## Problem description
Reproduce exactly the lines below from the one containing "Expected: one point per instance of the child's" through the one containing "point(269, 52)", including both, and nothing else.

[Natural language region descriptions]
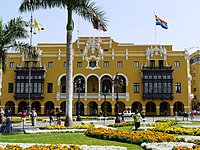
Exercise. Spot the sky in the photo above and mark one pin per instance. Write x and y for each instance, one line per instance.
(130, 21)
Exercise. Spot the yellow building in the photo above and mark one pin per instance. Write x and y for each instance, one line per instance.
(195, 70)
(144, 77)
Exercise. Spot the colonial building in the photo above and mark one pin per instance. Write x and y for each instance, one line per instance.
(152, 78)
(195, 70)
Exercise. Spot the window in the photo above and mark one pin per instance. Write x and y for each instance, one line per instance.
(34, 63)
(177, 63)
(120, 64)
(152, 63)
(50, 64)
(136, 88)
(79, 64)
(10, 87)
(178, 87)
(49, 87)
(136, 63)
(92, 63)
(12, 64)
(26, 64)
(161, 64)
(106, 64)
(65, 64)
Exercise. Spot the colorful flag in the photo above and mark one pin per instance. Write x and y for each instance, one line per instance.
(36, 25)
(160, 22)
(98, 26)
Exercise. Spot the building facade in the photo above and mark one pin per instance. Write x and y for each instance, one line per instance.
(195, 70)
(152, 78)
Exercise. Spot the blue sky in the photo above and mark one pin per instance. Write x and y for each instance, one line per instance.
(131, 21)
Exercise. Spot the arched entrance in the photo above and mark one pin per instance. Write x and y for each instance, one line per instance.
(164, 108)
(81, 108)
(63, 85)
(150, 108)
(63, 107)
(37, 107)
(10, 105)
(49, 105)
(179, 107)
(92, 107)
(22, 106)
(108, 108)
(121, 107)
(136, 105)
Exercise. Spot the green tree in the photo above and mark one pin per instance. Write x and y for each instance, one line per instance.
(14, 30)
(88, 11)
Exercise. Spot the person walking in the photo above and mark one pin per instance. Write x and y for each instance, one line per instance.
(51, 113)
(58, 118)
(1, 116)
(33, 117)
(23, 116)
(137, 117)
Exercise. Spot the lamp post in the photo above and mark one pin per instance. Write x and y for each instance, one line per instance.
(118, 84)
(31, 53)
(78, 87)
(105, 93)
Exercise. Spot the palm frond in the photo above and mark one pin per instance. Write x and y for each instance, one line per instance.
(90, 12)
(32, 5)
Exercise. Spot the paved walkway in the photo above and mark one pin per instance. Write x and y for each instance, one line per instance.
(19, 126)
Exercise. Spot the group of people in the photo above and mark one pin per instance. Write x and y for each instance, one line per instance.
(51, 118)
(33, 115)
(7, 123)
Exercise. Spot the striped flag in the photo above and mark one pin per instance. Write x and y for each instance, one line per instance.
(36, 25)
(161, 22)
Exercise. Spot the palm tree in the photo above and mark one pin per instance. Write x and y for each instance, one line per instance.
(9, 34)
(85, 9)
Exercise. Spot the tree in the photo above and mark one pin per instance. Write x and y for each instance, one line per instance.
(9, 34)
(83, 8)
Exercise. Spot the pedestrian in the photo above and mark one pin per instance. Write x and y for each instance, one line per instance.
(137, 117)
(192, 115)
(175, 115)
(51, 113)
(23, 116)
(100, 113)
(123, 116)
(33, 117)
(58, 118)
(1, 116)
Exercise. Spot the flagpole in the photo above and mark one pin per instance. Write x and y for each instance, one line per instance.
(155, 30)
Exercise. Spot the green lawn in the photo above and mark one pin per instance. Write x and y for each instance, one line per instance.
(62, 138)
(194, 123)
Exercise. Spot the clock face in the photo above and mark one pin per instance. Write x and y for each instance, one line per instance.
(92, 63)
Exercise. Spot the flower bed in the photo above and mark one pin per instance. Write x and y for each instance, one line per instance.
(167, 127)
(122, 124)
(22, 146)
(131, 137)
(195, 147)
(60, 127)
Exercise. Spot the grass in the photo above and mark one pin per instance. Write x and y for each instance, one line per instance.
(193, 123)
(62, 138)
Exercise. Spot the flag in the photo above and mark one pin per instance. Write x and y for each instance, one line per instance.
(98, 26)
(160, 22)
(36, 25)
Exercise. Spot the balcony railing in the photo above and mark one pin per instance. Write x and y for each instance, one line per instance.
(95, 95)
(156, 67)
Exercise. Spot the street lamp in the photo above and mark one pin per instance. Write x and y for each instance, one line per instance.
(118, 83)
(78, 87)
(32, 54)
(105, 93)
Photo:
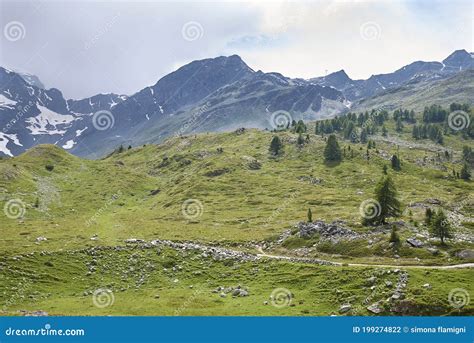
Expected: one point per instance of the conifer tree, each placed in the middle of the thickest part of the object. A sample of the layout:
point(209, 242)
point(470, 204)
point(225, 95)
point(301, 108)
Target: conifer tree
point(276, 145)
point(332, 151)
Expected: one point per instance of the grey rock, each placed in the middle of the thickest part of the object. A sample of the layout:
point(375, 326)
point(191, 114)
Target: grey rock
point(345, 308)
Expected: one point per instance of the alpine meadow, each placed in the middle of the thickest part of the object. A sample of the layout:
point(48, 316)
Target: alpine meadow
point(188, 166)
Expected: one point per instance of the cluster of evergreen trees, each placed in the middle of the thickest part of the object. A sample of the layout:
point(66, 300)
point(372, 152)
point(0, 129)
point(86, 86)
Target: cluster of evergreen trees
point(431, 131)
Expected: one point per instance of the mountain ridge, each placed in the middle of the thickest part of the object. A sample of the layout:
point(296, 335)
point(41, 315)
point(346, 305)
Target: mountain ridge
point(213, 94)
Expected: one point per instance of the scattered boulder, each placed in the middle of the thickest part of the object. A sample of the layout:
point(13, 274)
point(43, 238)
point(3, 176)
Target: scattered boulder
point(466, 254)
point(336, 229)
point(375, 308)
point(414, 242)
point(345, 308)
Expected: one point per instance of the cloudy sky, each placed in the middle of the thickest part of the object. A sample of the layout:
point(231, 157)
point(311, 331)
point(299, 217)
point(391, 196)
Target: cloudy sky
point(89, 47)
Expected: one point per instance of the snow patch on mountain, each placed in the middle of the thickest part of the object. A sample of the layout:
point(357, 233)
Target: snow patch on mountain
point(5, 102)
point(5, 139)
point(48, 122)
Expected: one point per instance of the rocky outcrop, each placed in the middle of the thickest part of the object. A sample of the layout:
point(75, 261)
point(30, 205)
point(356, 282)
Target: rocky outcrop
point(335, 229)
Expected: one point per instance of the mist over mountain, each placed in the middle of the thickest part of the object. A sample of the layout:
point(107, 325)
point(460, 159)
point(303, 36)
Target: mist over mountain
point(215, 94)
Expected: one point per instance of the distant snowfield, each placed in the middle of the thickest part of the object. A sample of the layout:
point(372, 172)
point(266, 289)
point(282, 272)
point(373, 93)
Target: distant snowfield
point(4, 101)
point(5, 139)
point(47, 122)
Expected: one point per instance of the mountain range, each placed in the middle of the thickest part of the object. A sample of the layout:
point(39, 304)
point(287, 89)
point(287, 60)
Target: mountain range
point(216, 94)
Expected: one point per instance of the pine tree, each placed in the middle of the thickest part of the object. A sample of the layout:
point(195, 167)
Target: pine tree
point(465, 172)
point(428, 216)
point(300, 140)
point(386, 195)
point(363, 136)
point(395, 163)
point(394, 238)
point(276, 145)
point(440, 226)
point(399, 125)
point(332, 151)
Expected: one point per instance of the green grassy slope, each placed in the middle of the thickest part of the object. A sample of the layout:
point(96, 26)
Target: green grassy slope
point(243, 196)
point(458, 88)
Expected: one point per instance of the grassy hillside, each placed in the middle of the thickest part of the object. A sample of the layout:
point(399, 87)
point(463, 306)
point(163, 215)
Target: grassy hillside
point(458, 88)
point(224, 189)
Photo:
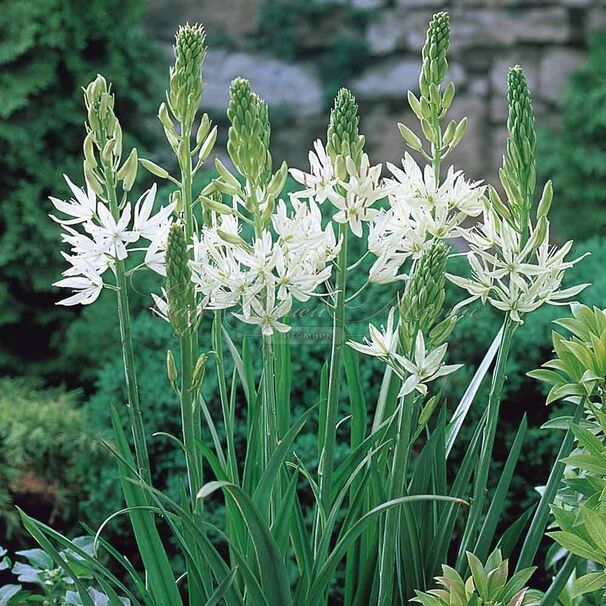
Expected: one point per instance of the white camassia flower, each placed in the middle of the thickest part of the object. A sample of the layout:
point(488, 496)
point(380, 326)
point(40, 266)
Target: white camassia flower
point(88, 287)
point(425, 367)
point(321, 179)
point(266, 314)
point(262, 277)
point(81, 208)
point(420, 212)
point(415, 374)
point(352, 195)
point(96, 239)
point(513, 278)
point(382, 343)
point(112, 235)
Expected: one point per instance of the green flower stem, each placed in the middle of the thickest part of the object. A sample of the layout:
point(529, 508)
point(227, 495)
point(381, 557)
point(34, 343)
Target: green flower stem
point(128, 354)
point(396, 489)
point(334, 378)
point(188, 416)
point(437, 150)
point(488, 436)
point(190, 413)
point(271, 432)
point(555, 589)
point(227, 411)
point(541, 515)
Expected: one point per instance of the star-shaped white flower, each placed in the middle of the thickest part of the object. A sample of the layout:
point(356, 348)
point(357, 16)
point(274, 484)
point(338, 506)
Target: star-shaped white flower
point(81, 208)
point(382, 343)
point(425, 367)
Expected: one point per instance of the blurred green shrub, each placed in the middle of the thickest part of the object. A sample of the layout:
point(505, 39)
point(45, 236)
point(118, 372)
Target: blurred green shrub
point(48, 50)
point(575, 156)
point(49, 454)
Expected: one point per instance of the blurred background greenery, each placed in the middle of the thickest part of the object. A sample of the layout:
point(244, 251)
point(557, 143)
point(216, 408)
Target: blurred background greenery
point(61, 368)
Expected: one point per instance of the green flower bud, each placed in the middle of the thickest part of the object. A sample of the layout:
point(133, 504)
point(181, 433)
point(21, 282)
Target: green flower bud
point(128, 172)
point(179, 287)
point(423, 297)
point(434, 53)
point(249, 133)
point(154, 168)
point(92, 180)
point(89, 152)
point(171, 367)
point(185, 92)
point(203, 129)
point(343, 137)
point(411, 139)
point(519, 164)
point(102, 122)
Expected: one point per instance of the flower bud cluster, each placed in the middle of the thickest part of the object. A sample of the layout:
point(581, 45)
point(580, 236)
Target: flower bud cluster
point(518, 175)
point(185, 91)
point(421, 305)
point(103, 143)
point(341, 172)
point(248, 139)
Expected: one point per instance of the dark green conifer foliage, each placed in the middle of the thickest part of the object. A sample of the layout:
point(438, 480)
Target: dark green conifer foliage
point(49, 49)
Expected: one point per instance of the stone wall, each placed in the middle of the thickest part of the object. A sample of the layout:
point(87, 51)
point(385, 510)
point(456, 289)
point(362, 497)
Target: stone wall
point(548, 38)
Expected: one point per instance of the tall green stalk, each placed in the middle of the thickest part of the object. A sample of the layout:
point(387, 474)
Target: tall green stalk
point(334, 377)
point(128, 355)
point(488, 436)
point(397, 482)
point(189, 337)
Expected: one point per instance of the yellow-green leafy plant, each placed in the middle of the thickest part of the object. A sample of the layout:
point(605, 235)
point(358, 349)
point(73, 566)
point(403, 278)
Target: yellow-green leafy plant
point(376, 525)
point(488, 583)
point(578, 374)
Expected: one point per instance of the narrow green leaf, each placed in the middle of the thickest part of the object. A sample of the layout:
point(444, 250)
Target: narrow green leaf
point(273, 574)
point(594, 581)
point(499, 497)
point(462, 409)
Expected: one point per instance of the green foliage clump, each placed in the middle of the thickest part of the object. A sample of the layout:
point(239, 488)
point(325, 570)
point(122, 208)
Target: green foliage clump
point(49, 453)
point(575, 155)
point(48, 50)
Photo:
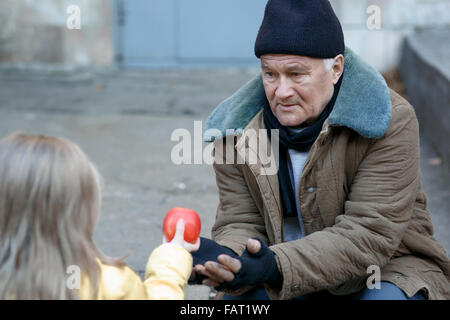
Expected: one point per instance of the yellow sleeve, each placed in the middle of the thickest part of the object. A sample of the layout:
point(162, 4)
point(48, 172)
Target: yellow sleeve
point(167, 272)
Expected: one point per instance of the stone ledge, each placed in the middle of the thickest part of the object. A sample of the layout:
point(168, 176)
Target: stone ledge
point(425, 69)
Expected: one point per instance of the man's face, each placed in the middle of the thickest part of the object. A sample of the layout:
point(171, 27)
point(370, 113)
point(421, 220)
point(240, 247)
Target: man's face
point(297, 87)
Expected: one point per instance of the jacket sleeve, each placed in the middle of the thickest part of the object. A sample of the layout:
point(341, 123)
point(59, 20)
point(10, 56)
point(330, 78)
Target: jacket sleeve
point(237, 217)
point(167, 272)
point(377, 212)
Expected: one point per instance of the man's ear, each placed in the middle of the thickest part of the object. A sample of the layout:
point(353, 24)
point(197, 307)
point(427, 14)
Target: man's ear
point(338, 68)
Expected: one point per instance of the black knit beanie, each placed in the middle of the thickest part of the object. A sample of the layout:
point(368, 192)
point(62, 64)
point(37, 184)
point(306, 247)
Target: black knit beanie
point(302, 27)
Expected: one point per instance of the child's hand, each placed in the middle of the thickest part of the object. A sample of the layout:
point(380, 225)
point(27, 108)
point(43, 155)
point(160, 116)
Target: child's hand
point(178, 239)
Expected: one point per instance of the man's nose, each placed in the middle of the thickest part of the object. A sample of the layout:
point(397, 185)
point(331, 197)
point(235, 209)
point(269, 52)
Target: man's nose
point(284, 89)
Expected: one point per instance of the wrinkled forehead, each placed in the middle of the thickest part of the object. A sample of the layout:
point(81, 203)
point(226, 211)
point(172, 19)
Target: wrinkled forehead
point(287, 60)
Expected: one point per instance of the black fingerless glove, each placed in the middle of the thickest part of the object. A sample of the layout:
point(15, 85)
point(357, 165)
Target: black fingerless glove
point(209, 251)
point(256, 270)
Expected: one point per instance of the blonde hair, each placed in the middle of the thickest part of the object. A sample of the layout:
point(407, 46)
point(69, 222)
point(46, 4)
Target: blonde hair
point(50, 202)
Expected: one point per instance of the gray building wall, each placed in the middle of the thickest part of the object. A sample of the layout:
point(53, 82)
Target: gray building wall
point(34, 33)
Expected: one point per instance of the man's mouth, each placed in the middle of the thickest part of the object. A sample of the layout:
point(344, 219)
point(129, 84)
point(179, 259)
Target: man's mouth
point(286, 105)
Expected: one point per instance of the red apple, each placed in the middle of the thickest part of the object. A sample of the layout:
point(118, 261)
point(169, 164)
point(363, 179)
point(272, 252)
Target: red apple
point(192, 221)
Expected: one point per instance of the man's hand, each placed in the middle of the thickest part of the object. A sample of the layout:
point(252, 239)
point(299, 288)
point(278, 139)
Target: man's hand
point(218, 273)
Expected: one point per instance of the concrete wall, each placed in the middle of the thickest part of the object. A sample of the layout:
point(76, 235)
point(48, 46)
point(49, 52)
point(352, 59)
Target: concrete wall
point(381, 47)
point(425, 68)
point(35, 32)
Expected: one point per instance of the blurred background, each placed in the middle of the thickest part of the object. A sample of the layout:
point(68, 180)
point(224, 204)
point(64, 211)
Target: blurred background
point(118, 76)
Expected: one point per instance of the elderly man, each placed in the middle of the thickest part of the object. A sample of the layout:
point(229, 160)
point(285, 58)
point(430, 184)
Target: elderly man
point(346, 200)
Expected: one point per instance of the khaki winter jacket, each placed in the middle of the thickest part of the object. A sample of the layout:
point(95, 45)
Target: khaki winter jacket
point(360, 193)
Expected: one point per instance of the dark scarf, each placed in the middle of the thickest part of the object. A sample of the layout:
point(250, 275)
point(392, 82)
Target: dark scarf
point(301, 141)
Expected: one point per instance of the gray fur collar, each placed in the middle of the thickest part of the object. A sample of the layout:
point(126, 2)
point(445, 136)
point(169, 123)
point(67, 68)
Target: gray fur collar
point(363, 103)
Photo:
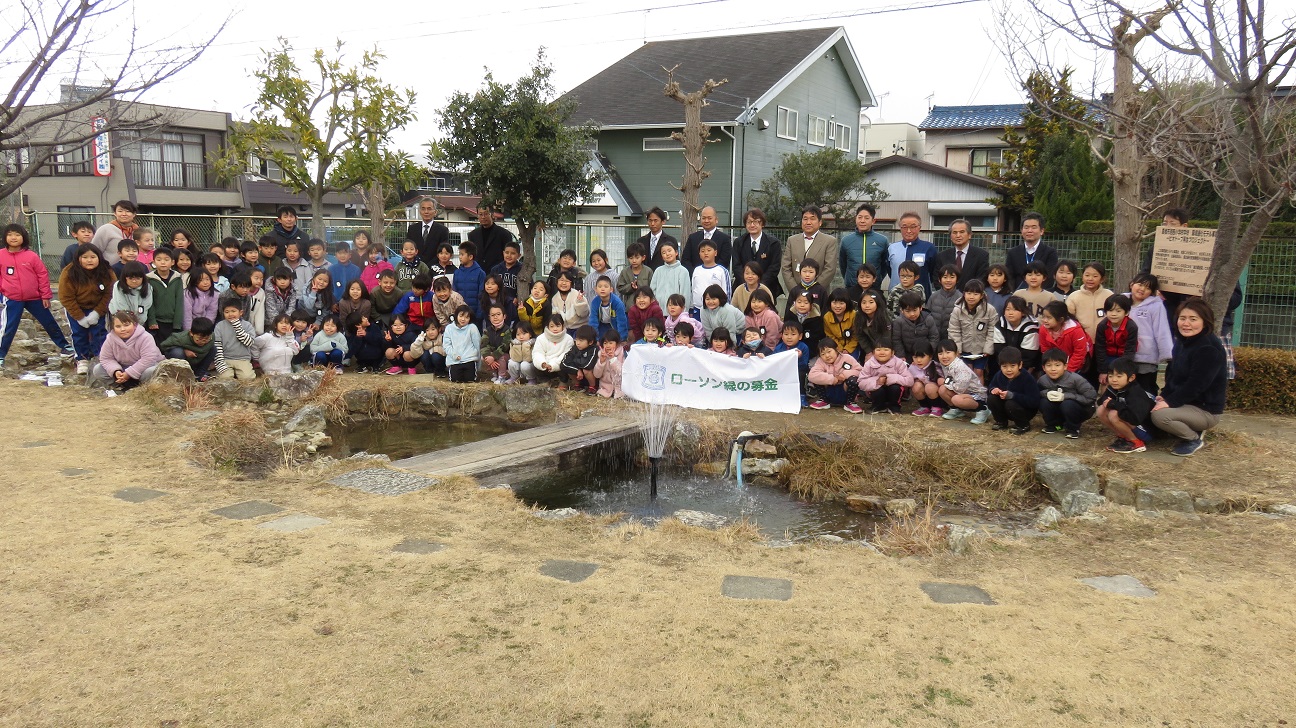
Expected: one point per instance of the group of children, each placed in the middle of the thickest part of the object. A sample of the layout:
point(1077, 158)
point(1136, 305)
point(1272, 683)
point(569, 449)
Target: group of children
point(977, 349)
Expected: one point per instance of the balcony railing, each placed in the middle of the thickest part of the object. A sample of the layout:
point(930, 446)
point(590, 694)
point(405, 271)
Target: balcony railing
point(169, 175)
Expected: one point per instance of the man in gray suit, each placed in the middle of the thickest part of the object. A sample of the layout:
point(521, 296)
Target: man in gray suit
point(810, 244)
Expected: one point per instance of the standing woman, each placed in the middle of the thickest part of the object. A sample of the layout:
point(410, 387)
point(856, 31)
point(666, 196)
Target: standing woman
point(1196, 380)
point(84, 289)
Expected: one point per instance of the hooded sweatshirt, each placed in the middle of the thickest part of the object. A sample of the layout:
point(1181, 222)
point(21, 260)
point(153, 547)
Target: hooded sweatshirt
point(134, 355)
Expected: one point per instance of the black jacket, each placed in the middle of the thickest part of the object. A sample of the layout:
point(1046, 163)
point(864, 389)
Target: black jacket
point(769, 255)
point(723, 249)
point(655, 255)
point(428, 245)
point(976, 263)
point(1016, 263)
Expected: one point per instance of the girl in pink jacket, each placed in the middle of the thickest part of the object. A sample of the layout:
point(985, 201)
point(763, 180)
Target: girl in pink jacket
point(25, 286)
point(885, 377)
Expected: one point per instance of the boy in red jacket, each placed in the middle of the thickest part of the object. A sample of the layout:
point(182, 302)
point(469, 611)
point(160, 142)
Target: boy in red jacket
point(25, 286)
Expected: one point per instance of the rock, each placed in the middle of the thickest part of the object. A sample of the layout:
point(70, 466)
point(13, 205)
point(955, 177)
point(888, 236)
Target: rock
point(700, 518)
point(1049, 517)
point(1164, 499)
point(174, 371)
point(901, 507)
point(962, 539)
point(870, 504)
point(1120, 491)
point(309, 419)
point(557, 513)
point(1209, 504)
point(1062, 474)
point(1077, 503)
point(358, 400)
point(427, 402)
point(522, 404)
point(761, 466)
point(293, 387)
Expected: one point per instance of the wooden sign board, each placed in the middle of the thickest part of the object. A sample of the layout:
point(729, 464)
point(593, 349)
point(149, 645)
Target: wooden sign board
point(1181, 258)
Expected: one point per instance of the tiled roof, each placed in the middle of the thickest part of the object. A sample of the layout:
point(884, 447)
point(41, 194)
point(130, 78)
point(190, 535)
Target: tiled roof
point(629, 91)
point(986, 117)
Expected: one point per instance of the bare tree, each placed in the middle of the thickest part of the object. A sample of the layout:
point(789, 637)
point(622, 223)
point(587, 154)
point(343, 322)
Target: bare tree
point(73, 40)
point(695, 137)
point(1208, 109)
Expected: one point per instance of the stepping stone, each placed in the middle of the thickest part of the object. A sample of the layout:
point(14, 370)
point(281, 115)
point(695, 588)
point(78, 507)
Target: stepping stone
point(417, 546)
point(138, 495)
point(294, 522)
point(248, 509)
point(573, 571)
point(1120, 584)
point(380, 481)
point(942, 592)
point(756, 587)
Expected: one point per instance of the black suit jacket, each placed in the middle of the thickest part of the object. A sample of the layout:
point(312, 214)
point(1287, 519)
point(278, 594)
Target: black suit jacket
point(976, 263)
point(769, 255)
point(655, 258)
point(723, 249)
point(1016, 263)
point(438, 235)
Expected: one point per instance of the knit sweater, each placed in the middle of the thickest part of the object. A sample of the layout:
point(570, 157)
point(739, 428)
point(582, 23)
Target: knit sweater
point(973, 330)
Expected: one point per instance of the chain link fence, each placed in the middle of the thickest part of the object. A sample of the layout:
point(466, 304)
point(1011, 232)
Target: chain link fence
point(1265, 318)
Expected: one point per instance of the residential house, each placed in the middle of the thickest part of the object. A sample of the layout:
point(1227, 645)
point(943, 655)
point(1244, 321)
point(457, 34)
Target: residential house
point(786, 91)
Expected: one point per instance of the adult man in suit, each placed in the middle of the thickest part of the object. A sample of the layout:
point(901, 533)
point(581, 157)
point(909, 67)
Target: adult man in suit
point(810, 242)
point(1032, 250)
point(652, 241)
point(429, 233)
point(971, 262)
point(489, 238)
point(723, 242)
point(913, 248)
point(758, 246)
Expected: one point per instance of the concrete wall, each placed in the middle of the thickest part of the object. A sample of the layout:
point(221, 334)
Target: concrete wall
point(649, 175)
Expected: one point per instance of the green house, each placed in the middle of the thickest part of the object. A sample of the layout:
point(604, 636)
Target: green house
point(787, 91)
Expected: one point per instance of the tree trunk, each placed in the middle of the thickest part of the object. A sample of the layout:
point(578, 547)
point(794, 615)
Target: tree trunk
point(1128, 166)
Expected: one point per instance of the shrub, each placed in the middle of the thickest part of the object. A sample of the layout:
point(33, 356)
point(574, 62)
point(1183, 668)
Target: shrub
point(1264, 381)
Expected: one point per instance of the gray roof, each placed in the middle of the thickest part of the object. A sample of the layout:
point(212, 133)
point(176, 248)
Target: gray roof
point(629, 93)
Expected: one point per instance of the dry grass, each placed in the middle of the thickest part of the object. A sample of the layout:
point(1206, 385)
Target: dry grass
point(911, 535)
point(237, 439)
point(907, 465)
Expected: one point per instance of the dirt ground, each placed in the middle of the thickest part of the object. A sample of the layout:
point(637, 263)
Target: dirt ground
point(162, 614)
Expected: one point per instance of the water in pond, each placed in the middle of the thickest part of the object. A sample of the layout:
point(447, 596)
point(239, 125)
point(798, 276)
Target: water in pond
point(407, 438)
point(621, 486)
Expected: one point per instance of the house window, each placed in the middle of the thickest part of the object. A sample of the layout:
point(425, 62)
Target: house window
point(167, 159)
point(69, 214)
point(818, 131)
point(788, 119)
point(662, 144)
point(983, 158)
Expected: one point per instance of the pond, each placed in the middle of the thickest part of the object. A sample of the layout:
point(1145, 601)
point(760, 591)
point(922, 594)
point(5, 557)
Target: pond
point(406, 438)
point(621, 486)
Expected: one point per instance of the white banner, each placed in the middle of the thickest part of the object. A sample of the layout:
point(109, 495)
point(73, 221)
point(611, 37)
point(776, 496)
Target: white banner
point(704, 380)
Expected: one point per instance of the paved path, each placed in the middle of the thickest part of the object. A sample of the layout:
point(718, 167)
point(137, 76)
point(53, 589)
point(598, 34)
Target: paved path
point(516, 452)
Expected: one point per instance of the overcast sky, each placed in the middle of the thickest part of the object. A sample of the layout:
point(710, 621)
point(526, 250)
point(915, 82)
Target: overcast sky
point(913, 53)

## Result of the exercise
Expected: one point per instance of the child's hand, each placed in the middle of the thickest part of the object. A sample of the layout:
point(380, 225)
point(27, 108)
point(43, 155)
point(160, 116)
Target: child's hand
point(178, 239)
Expected: one point per instance of the man's nose, each placed in the middle of the thickest part of the object. A sample of the layout:
point(397, 185)
point(331, 197)
point(235, 209)
point(269, 52)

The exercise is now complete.